• **Work required**:
Reproduce each of the following entries word for word, with no changes.

[Start Entries shown]

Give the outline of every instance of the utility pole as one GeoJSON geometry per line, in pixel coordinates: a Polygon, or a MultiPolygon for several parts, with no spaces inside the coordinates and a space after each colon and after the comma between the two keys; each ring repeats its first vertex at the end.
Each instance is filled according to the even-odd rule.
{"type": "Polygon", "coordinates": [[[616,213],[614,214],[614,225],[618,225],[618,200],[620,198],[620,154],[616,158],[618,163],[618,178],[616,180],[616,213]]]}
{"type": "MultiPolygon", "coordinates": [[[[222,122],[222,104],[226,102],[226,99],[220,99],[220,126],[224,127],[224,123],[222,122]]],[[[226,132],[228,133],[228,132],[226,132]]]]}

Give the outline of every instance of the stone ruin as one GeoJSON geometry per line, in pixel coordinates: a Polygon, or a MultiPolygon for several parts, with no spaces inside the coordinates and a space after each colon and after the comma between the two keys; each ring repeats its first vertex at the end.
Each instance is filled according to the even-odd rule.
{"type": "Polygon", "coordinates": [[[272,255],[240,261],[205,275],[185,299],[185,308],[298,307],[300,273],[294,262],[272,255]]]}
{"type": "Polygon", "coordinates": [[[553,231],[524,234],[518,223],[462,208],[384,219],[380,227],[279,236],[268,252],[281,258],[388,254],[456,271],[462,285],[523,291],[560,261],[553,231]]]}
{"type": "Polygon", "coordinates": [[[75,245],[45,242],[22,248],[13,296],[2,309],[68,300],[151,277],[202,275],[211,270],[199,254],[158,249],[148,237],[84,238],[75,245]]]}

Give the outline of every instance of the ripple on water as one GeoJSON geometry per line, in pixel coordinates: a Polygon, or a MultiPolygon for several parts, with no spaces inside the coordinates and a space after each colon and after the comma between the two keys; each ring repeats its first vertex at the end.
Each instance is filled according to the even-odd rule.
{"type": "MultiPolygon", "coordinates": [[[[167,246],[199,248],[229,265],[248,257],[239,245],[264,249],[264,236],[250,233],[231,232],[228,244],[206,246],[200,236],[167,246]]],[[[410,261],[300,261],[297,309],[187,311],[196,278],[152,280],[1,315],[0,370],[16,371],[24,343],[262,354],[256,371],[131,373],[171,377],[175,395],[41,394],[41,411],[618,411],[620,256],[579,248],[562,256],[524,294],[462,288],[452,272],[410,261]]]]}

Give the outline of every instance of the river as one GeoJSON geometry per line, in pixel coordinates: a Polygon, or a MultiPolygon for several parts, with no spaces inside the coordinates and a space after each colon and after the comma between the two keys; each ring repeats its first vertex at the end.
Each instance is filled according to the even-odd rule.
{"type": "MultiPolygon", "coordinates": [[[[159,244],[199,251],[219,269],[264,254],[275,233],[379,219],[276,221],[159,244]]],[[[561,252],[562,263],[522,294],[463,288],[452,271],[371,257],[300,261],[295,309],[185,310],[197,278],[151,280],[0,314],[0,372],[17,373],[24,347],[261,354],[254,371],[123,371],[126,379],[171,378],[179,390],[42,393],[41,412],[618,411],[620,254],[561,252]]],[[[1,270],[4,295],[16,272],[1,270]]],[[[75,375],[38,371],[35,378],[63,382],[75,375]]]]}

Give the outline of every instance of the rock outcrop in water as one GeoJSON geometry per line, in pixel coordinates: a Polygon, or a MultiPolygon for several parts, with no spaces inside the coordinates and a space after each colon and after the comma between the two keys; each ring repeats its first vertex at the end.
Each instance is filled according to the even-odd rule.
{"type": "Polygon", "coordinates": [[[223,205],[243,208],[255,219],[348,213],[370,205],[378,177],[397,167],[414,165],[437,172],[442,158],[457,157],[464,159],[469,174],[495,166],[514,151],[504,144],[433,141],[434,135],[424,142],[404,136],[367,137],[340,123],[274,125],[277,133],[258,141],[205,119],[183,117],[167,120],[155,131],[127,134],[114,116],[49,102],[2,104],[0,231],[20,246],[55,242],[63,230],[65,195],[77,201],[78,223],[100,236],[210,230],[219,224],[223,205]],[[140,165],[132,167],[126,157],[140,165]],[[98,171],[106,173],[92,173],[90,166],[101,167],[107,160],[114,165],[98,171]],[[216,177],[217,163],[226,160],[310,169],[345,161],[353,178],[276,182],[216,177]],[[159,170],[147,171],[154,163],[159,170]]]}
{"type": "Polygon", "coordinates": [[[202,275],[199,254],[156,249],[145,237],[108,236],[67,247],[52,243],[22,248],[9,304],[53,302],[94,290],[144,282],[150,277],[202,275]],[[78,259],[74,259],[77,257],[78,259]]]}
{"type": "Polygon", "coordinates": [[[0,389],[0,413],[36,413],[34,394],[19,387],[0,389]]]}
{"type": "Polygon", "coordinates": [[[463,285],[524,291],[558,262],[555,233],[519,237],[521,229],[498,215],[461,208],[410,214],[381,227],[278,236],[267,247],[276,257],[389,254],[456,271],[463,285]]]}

[End Entries shown]

• **Task answer**:
Give the outline of every instance of the utility pole as one GeoJSON geometry per line, in pixel coordinates: a Polygon, or a MultiPolygon for several parts, with no spaces inside the coordinates and a space after each colon and after the comma between the two keys; each ring repeats its first vertex at the end.
Each instance is filled according to the even-odd rule.
{"type": "Polygon", "coordinates": [[[616,213],[614,214],[614,225],[618,225],[618,200],[620,198],[620,154],[616,158],[618,163],[618,178],[616,180],[616,213]]]}
{"type": "MultiPolygon", "coordinates": [[[[222,122],[222,104],[226,102],[226,99],[220,99],[220,126],[224,127],[224,123],[222,122]]],[[[226,132],[228,133],[228,132],[226,132]]]]}

Give the outline of every instance of the stone ruin as one GeoJSON geometry per line, in pixel coordinates: a Polygon, or a MultiPolygon for several parts, with no spaces inside the coordinates and a space after each colon and after the comma between the two keys; each ring repeats its first vertex at the end.
Each instance is filled according to the even-odd rule.
{"type": "Polygon", "coordinates": [[[272,255],[240,261],[205,275],[185,299],[185,308],[298,307],[300,273],[294,262],[272,255]]]}
{"type": "Polygon", "coordinates": [[[553,231],[524,234],[518,223],[462,208],[384,219],[380,227],[279,236],[268,252],[281,258],[388,254],[456,271],[462,285],[523,291],[560,261],[553,231]]]}
{"type": "Polygon", "coordinates": [[[75,245],[45,242],[22,248],[13,296],[2,309],[68,300],[151,277],[202,275],[211,270],[199,254],[158,249],[148,237],[84,238],[75,245]]]}

Give the outline of every instance of the ripple on water as one GeoJSON geometry per line, in pixel coordinates: a Polygon, or a MultiPolygon for several parts, with no spaces inside the coordinates and a space after each colon and after the comma between the two keys; each ring repeats its first vertex at the end.
Each instance is filled according to the even-odd rule.
{"type": "MultiPolygon", "coordinates": [[[[167,246],[199,248],[229,265],[248,257],[239,245],[264,249],[264,236],[250,233],[231,232],[228,244],[206,246],[200,236],[167,246]]],[[[410,261],[300,261],[297,309],[187,311],[196,278],[152,280],[1,315],[0,370],[16,371],[24,343],[262,354],[256,371],[131,373],[171,377],[175,395],[41,394],[41,411],[618,411],[620,256],[579,248],[562,256],[524,294],[462,288],[452,272],[410,261]]]]}

Give the outline of every instance of the river as one GeoJSON geometry per line, in pixel coordinates: a Polygon, or a MultiPolygon for several parts, with no spaces inside the coordinates and a space after each colon and after the comma between the two keys; each ring repeats its first vertex at the end.
Each instance is filled according to the even-odd rule.
{"type": "MultiPolygon", "coordinates": [[[[159,244],[199,251],[219,269],[264,254],[275,233],[379,219],[276,221],[159,244]]],[[[561,252],[562,263],[522,294],[463,288],[452,271],[371,257],[300,261],[295,309],[185,310],[197,278],[151,280],[0,314],[0,372],[17,373],[24,347],[261,354],[254,371],[123,371],[126,379],[171,378],[179,390],[42,393],[41,412],[618,411],[620,254],[561,252]]],[[[1,270],[4,295],[16,272],[1,270]]],[[[75,375],[38,371],[35,378],[63,382],[75,375]]]]}

Give the outline of every instance of the rock outcrop in water as one GeoJSON geometry per line, in pixel coordinates: a Polygon, or a MultiPolygon for several parts, with no spaces inside the coordinates and a space after each colon and after the comma between the two keys; each ring repeats its first vertex at the end.
Each instance is filled according to the even-odd rule.
{"type": "Polygon", "coordinates": [[[223,205],[243,208],[255,219],[348,213],[370,205],[378,177],[397,167],[414,165],[437,172],[442,158],[457,157],[464,159],[469,174],[495,166],[514,151],[504,144],[433,141],[434,135],[424,142],[404,136],[367,137],[340,123],[274,125],[277,133],[258,141],[205,119],[183,117],[167,120],[155,131],[127,134],[114,116],[49,102],[2,104],[0,231],[20,246],[55,242],[63,230],[65,195],[77,201],[78,223],[100,236],[210,230],[219,224],[223,205]],[[140,165],[132,167],[126,157],[140,165]],[[98,171],[106,173],[92,173],[90,166],[101,167],[107,160],[114,165],[98,171]],[[216,177],[217,163],[226,160],[310,169],[345,161],[353,178],[276,182],[216,177]],[[159,170],[147,171],[154,163],[159,170]]]}
{"type": "Polygon", "coordinates": [[[202,275],[199,254],[156,249],[145,237],[108,236],[67,247],[52,243],[22,248],[9,304],[53,302],[94,290],[144,282],[150,277],[202,275]],[[78,259],[74,259],[77,257],[78,259]]]}
{"type": "Polygon", "coordinates": [[[0,389],[0,413],[36,413],[34,394],[19,387],[0,389]]]}
{"type": "Polygon", "coordinates": [[[463,285],[524,291],[558,262],[555,233],[519,237],[521,229],[498,215],[461,208],[410,214],[381,227],[278,236],[267,247],[276,257],[389,254],[456,271],[463,285]]]}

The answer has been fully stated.